The sand lizardfish, clearfin lizardfish or variegated lizardfish (Synodus dermatogenys) is a species of lizardfish that lives mainly in the Indo-Pacific.

==Description==
Synodus dermatogenys is found in a marine environment within a reef-associated depth range of about 1–70 meters. This species is native to a tropical climate. The maximum recorded length of the Synodus dermatogenys as an unsexed male is about 24 centimeters or about 9.44 inches. It can be identified by the five or six red-brown vertical bars that intersect a red horizontal broken band on the flank, immediately below this band is a line of whitish dots although the colours can vary depending on the surroundings. This species is native to the areas of Indo-Pacific, Red Sea, Hawaiian, Line, Marquesan, Tuamoto islands, north to Ryukyu Islands, south to Lord Howe, Micronesia, Southeast Atlantic, Algoa Bay, and South Africa. It is common to find this species in sand-rubble areas of lagoon and seaward reefs to over 20 meters of benthic depth. This species buries itself in the sand while exposing its eyes and nostrils. It is known to find this species solitary or in small groups.

▶ [What to work on]:
Extract the full sand lizardfish passage word for word. The data that comes next is from a separate, unrelated source.

▶ [Provided data]:
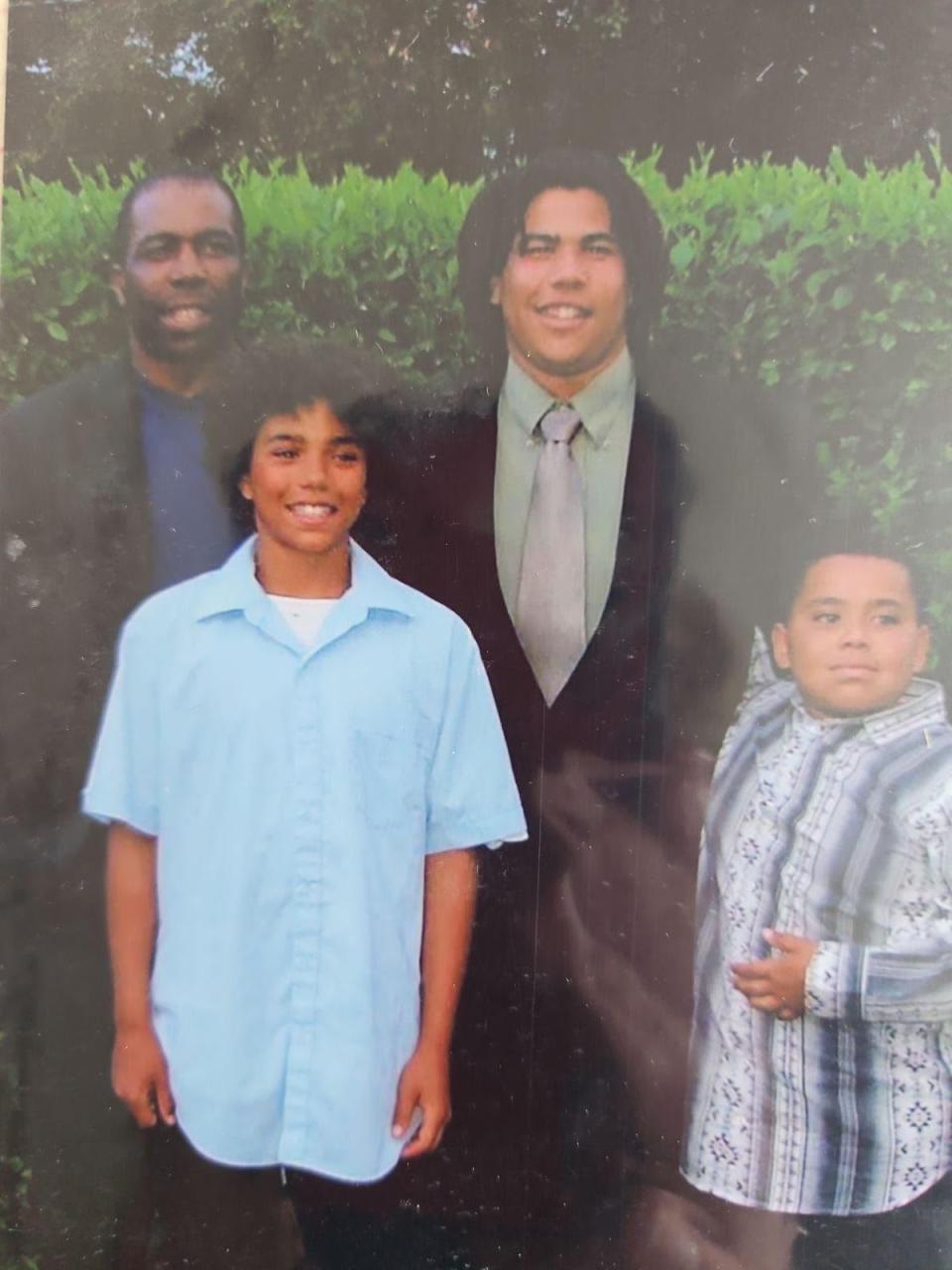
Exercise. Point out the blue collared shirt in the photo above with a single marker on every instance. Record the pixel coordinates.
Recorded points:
(295, 794)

▶ [Solution for this exercise]:
The sand lizardfish, clearfin lizardfish or variegated lizardfish (Synodus dermatogenys) is a species of lizardfish that lives mainly in the Indo-Pacific.

==Description==
Synodus dermatogenys is found in a marine environment within a reef-associated depth range of about 1–70 meters. This species is native to a tropical climate. The maximum recorded length of the Synodus dermatogenys as an unsexed male is about 24 centimeters or about 9.44 inches. It can be identified by the five or six red-brown vertical bars that intersect a red horizontal broken band on the flank, immediately below this band is a line of whitish dots although the colours can vary depending on the surroundings. This species is native to the areas of Indo-Pacific, Red Sea, Hawaiian, Line, Marquesan, Tuamoto islands, north to Ryukyu Islands, south to Lord Howe, Micronesia, Southeast Atlantic, Algoa Bay, and South Africa. It is common to find this species in sand-rubble areas of lagoon and seaward reefs to over 20 meters of benthic depth. This species buries itself in the sand while exposing its eyes and nostrils. It is known to find this species solitary or in small groups.